Start of RECORDS SUPPLIED

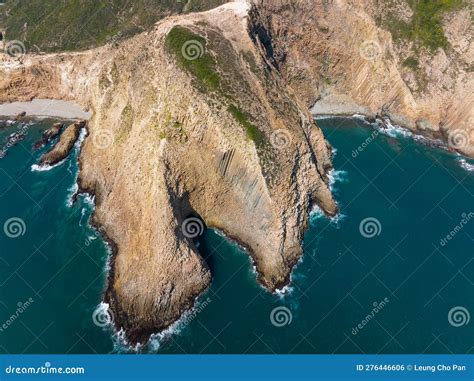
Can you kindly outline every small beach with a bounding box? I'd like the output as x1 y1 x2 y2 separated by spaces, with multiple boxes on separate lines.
0 99 91 120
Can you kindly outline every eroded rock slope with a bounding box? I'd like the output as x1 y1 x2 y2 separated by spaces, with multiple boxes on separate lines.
0 1 336 344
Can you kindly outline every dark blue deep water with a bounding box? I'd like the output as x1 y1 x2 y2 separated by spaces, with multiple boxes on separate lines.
0 117 472 354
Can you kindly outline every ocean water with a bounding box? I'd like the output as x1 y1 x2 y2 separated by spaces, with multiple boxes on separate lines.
0 117 472 354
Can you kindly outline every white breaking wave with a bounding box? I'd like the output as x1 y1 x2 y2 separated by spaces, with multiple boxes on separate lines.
31 158 66 172
352 114 371 124
275 285 294 297
66 183 79 207
31 127 87 173
458 158 474 172
327 169 348 190
376 118 413 139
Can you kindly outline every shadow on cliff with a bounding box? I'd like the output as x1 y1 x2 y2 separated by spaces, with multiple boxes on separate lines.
175 194 215 273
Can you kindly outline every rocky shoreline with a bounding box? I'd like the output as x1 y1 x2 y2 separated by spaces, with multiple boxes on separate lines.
0 0 472 348
313 110 465 159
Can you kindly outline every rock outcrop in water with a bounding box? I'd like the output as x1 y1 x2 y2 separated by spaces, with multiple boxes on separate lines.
0 1 336 344
34 122 64 150
39 121 84 166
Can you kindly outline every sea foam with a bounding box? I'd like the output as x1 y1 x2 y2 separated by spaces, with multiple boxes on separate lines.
458 158 474 172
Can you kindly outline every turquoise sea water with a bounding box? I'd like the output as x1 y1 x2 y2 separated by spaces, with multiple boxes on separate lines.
0 117 472 354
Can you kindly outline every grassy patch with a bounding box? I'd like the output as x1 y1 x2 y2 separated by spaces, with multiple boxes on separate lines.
1 0 227 52
382 0 465 51
409 0 463 50
227 104 265 146
165 26 220 92
117 103 134 142
403 56 419 70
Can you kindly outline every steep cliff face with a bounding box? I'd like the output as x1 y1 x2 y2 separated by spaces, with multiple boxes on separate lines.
250 0 474 156
0 1 336 344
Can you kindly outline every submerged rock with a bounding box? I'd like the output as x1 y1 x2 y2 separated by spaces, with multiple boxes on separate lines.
33 122 64 150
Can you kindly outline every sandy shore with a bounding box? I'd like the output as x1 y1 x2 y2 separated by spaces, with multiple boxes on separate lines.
310 94 376 119
0 99 91 120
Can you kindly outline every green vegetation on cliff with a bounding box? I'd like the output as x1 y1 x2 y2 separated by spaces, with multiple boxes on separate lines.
165 26 220 92
382 0 465 51
227 104 265 147
0 0 227 52
165 26 266 148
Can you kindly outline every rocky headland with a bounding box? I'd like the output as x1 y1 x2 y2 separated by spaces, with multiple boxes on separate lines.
0 0 472 345
0 1 337 344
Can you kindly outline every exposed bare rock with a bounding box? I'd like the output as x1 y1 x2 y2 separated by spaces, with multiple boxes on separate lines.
14 111 26 121
0 2 337 345
1 0 471 347
250 0 474 157
34 122 64 150
39 121 84 166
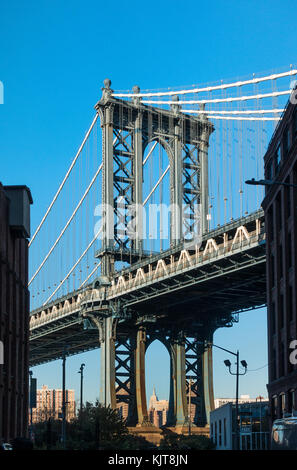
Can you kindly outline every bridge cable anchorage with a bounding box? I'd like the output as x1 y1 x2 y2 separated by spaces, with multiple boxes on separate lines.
43 226 103 305
28 162 103 286
140 89 291 105
29 113 99 247
112 68 297 97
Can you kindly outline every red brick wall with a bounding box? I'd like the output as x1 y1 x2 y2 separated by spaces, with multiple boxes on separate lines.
0 183 30 442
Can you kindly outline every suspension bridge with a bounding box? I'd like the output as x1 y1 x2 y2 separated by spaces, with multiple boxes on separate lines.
28 67 296 431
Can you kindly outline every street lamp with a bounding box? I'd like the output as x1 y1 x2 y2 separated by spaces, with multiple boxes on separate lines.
223 350 248 450
245 178 297 188
78 363 85 421
61 347 69 449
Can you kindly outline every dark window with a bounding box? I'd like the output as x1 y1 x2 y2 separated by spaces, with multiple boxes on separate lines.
279 294 284 329
224 418 227 446
268 207 274 241
283 127 290 158
271 253 275 287
266 158 273 180
288 390 294 412
289 286 293 321
294 109 297 140
219 419 222 446
275 145 281 174
280 343 285 377
271 302 276 334
279 244 283 279
288 232 292 267
271 396 277 421
272 348 277 380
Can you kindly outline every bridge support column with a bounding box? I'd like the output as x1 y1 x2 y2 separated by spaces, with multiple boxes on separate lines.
135 326 150 426
167 335 189 428
99 316 117 409
185 335 215 427
202 342 214 424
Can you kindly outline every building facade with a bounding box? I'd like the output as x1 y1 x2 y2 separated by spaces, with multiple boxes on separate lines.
0 184 32 443
262 91 297 421
214 395 268 409
31 385 76 423
148 387 168 427
210 401 270 450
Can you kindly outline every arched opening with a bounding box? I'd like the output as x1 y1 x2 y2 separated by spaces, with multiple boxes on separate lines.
142 140 171 254
145 339 170 427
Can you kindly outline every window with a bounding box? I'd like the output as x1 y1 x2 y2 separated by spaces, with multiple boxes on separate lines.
271 396 277 421
275 144 281 174
271 302 276 334
279 294 284 329
224 418 227 446
288 232 292 267
294 109 297 140
289 286 293 322
270 254 275 287
280 343 285 377
288 390 294 413
272 348 277 381
219 419 222 446
266 158 273 180
279 244 283 279
283 127 290 158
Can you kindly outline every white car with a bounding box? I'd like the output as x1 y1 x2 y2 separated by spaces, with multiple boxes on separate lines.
1 442 13 450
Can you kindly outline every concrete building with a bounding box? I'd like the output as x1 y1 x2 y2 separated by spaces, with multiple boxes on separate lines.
214 395 268 409
262 89 297 421
210 401 270 450
0 184 32 442
31 385 76 423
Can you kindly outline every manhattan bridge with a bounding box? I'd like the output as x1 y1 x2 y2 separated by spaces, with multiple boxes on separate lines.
29 67 296 431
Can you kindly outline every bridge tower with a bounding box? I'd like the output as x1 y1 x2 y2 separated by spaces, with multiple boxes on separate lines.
87 79 215 433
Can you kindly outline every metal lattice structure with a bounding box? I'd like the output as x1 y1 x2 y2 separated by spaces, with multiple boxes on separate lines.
28 73 283 432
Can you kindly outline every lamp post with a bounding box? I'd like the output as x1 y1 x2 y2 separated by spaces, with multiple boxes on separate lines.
223 351 248 450
78 363 85 421
188 378 193 436
61 347 68 449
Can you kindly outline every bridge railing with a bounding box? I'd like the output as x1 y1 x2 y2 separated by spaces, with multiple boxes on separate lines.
109 226 265 296
30 222 265 331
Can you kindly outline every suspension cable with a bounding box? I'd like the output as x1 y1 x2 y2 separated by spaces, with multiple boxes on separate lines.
29 113 99 246
44 226 103 305
29 163 103 286
141 89 290 105
113 69 297 97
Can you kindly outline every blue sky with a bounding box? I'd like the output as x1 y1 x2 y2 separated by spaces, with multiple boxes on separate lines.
0 0 295 405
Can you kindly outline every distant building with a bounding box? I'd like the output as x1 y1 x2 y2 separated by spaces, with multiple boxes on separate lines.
148 387 168 427
262 88 297 421
31 385 75 422
0 184 33 442
210 401 270 450
214 395 268 409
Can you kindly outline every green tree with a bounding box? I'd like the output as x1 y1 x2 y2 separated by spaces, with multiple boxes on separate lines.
66 400 129 450
159 433 215 450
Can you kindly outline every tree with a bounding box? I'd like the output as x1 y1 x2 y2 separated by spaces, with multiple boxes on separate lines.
159 433 215 450
66 400 129 450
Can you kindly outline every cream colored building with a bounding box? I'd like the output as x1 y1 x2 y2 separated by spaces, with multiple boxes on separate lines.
31 385 76 423
148 387 169 427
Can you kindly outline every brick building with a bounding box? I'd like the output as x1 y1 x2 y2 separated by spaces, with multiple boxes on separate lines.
262 90 297 420
0 184 33 442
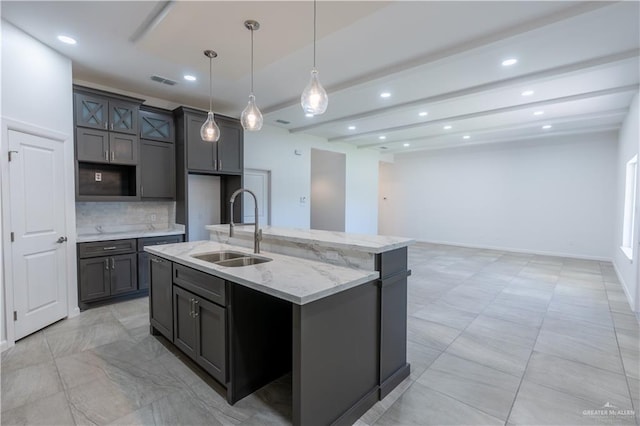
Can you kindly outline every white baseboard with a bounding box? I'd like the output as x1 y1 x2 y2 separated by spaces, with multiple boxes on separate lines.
0 339 10 353
415 239 612 262
612 261 639 313
68 306 80 318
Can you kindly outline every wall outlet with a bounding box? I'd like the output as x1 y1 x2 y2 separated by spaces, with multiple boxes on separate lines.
95 172 102 182
149 214 157 222
299 196 307 204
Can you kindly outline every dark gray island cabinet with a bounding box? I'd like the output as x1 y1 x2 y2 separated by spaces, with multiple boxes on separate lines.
147 235 412 426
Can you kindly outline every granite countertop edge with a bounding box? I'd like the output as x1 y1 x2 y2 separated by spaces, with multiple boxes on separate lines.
145 241 379 305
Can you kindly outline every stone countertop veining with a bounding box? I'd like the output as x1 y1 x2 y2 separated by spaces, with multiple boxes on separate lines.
145 240 379 305
206 225 414 254
77 225 185 243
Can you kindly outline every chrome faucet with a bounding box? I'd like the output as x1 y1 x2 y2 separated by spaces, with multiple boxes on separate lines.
229 188 262 253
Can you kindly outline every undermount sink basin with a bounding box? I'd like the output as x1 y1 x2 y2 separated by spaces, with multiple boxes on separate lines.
192 251 247 263
215 256 272 267
191 251 272 267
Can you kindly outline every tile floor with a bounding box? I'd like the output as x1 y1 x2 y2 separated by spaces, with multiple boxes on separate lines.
2 242 639 425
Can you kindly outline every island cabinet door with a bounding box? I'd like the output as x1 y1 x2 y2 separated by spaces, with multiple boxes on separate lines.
149 255 173 340
173 286 198 361
194 295 226 384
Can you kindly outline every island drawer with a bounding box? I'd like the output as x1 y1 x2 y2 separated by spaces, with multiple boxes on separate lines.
173 263 226 306
78 238 137 258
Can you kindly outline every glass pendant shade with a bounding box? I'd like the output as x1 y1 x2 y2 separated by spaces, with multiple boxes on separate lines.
301 68 328 115
241 94 263 131
200 111 220 142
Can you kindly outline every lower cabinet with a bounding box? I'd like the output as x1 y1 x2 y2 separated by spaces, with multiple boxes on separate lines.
173 285 226 384
149 255 173 340
79 253 137 302
138 235 184 290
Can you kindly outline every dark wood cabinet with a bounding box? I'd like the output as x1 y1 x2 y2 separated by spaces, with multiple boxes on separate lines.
149 254 173 340
77 240 137 305
75 92 139 135
139 107 175 200
173 284 226 384
185 112 216 172
76 129 138 165
140 109 175 143
217 116 243 174
138 235 183 290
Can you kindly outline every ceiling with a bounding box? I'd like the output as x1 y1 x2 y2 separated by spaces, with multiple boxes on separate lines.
2 1 639 154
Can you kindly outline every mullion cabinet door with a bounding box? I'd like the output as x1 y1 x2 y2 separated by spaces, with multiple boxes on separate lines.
75 93 109 131
109 100 138 135
140 110 174 143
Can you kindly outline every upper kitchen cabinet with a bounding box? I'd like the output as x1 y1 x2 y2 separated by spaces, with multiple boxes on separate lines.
74 87 141 135
139 106 176 200
174 107 243 175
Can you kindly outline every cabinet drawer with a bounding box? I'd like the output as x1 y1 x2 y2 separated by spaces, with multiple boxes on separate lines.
79 239 136 258
137 235 183 251
173 263 226 307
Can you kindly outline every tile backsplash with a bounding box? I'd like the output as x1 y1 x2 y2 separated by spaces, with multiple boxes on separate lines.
76 201 176 234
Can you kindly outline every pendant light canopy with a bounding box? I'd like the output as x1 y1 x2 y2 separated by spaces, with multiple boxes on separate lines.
201 49 221 142
241 20 263 131
301 0 328 116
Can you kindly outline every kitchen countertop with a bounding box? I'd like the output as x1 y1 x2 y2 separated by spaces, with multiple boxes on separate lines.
145 240 379 305
206 225 414 254
77 225 185 243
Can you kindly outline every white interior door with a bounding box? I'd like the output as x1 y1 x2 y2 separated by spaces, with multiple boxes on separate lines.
243 169 271 225
8 129 68 340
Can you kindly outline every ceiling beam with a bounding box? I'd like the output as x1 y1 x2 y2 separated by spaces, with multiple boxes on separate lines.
328 84 639 142
290 49 639 134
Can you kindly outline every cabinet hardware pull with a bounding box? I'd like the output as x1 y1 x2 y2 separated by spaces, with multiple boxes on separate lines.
111 258 115 269
150 257 162 263
110 123 114 131
105 151 109 161
104 122 108 130
103 246 117 250
110 151 114 162
219 159 222 170
104 259 109 270
189 298 195 318
193 300 199 317
141 185 144 197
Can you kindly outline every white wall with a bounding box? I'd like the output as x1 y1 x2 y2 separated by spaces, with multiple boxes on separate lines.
613 92 640 312
379 132 618 260
244 125 379 234
1 21 76 348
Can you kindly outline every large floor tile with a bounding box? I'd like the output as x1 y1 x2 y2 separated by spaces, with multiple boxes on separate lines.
508 380 635 425
416 352 521 421
0 391 75 426
43 305 117 336
523 351 633 409
482 301 546 328
412 301 478 330
0 331 53 373
406 340 442 380
0 360 63 412
375 381 503 426
534 328 624 375
445 331 532 377
407 317 462 351
464 315 540 349
45 319 132 358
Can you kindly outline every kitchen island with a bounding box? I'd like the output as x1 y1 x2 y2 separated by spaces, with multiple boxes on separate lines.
146 230 412 426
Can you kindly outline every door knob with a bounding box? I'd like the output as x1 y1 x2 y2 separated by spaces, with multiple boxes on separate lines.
56 236 68 243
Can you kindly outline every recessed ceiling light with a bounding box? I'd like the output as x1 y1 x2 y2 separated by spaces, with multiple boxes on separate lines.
380 92 391 98
533 111 545 116
403 143 410 147
502 58 518 67
463 135 471 140
443 125 452 130
57 35 77 45
348 125 356 130
305 113 314 118
542 124 552 129
183 75 196 81
419 112 428 117
379 135 386 140
521 90 534 96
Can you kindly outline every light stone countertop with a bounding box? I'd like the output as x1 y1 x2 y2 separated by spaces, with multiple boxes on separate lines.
206 225 414 254
77 225 185 243
145 240 379 305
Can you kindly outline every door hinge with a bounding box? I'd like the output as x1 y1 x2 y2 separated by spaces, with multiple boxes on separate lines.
8 150 18 162
13 311 17 321
10 232 14 242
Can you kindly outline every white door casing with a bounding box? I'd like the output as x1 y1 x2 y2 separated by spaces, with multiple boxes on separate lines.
243 169 271 226
8 129 69 340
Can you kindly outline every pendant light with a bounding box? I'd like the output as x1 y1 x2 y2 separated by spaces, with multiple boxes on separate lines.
241 20 263 131
301 0 328 115
201 49 221 142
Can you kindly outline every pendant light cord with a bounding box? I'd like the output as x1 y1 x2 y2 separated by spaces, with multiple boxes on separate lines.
250 27 255 94
313 0 317 68
209 57 213 112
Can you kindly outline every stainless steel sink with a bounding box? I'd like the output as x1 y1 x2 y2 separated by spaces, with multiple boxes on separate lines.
191 251 247 263
191 251 272 267
215 256 272 267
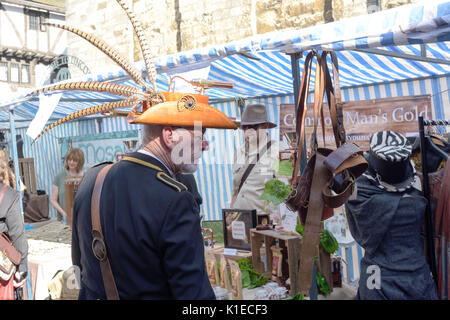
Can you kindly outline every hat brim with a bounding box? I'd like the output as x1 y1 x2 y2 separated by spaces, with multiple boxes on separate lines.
363 152 417 192
129 101 237 129
239 120 277 129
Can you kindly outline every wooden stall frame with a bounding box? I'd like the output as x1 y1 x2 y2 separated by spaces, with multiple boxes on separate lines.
18 158 37 194
250 229 302 296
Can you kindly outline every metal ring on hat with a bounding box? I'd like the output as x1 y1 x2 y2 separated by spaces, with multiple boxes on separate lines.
177 95 197 112
147 91 165 106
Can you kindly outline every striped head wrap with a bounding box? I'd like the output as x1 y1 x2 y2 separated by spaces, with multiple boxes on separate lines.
363 131 418 193
369 130 412 162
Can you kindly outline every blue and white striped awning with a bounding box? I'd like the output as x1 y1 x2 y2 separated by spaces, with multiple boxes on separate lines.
0 0 449 122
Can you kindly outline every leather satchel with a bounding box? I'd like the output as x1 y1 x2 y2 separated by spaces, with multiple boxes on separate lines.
285 51 334 224
285 51 367 222
0 232 21 281
0 185 22 282
284 51 367 295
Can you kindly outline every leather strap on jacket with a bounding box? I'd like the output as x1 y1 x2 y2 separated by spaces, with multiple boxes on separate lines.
231 140 272 207
91 164 120 300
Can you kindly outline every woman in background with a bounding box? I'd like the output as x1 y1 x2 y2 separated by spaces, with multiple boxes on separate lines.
0 150 16 189
51 148 85 222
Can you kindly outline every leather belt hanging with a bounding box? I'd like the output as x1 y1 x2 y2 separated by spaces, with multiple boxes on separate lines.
91 163 120 300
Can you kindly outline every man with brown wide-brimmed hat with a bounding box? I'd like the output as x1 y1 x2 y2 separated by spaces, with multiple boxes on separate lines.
71 91 236 300
230 104 279 217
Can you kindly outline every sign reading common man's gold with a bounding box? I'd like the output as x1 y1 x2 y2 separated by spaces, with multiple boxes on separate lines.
280 95 432 149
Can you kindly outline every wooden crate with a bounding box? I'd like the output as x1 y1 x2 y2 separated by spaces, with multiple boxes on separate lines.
18 158 37 194
250 229 302 296
206 243 252 262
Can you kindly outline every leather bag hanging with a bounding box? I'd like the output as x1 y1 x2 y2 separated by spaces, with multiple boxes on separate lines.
285 51 367 224
0 185 22 300
284 51 368 294
284 51 334 225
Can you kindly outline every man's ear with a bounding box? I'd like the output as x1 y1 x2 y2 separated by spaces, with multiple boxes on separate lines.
161 126 176 149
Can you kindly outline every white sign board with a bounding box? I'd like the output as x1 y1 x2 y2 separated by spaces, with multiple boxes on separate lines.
231 221 246 240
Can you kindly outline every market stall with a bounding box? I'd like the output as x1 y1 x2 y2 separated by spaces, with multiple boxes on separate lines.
0 0 448 300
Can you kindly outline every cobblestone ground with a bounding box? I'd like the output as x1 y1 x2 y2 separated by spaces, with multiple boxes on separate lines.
25 221 72 245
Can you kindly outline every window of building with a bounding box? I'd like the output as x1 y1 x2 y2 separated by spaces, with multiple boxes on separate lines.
21 65 30 84
39 16 47 32
29 12 39 30
0 62 8 82
367 0 380 14
10 63 20 83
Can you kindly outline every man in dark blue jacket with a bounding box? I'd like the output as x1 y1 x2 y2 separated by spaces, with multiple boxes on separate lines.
71 95 237 299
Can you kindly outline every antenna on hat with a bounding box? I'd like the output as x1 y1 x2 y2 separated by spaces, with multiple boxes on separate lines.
27 0 238 141
115 0 157 92
168 76 234 95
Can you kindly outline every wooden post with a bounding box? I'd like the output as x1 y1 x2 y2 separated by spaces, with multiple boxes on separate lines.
18 158 37 194
250 230 264 273
287 237 302 296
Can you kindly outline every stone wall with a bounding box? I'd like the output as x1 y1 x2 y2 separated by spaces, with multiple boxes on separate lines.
66 0 421 76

End of RECORDS SUPPLIED

A word-for-word restatement of the lines running from the one with "Can you kindly outline every antenna" to the last line of the records is the whole answer.

RESULT —
Can you kindly outline every antenna on hat with a bounding box? I'd like the output as x1 y1 x2 y2 separated by spaces, with multiple boxes on separate lines.
27 0 238 141
115 0 157 92
168 76 234 95
Can you kindly outline every wooden post with a bounding box? I'd like the output as x1 y1 x2 y2 separated by spaces, with multiple boxes on separate lines.
18 158 37 194
250 230 264 273
287 237 302 296
Can you kindly outline every stone wall with a bounding box? I'd like the output as x1 y1 x2 y2 separated by spaces, with multiple boxes on separate lines.
66 0 421 76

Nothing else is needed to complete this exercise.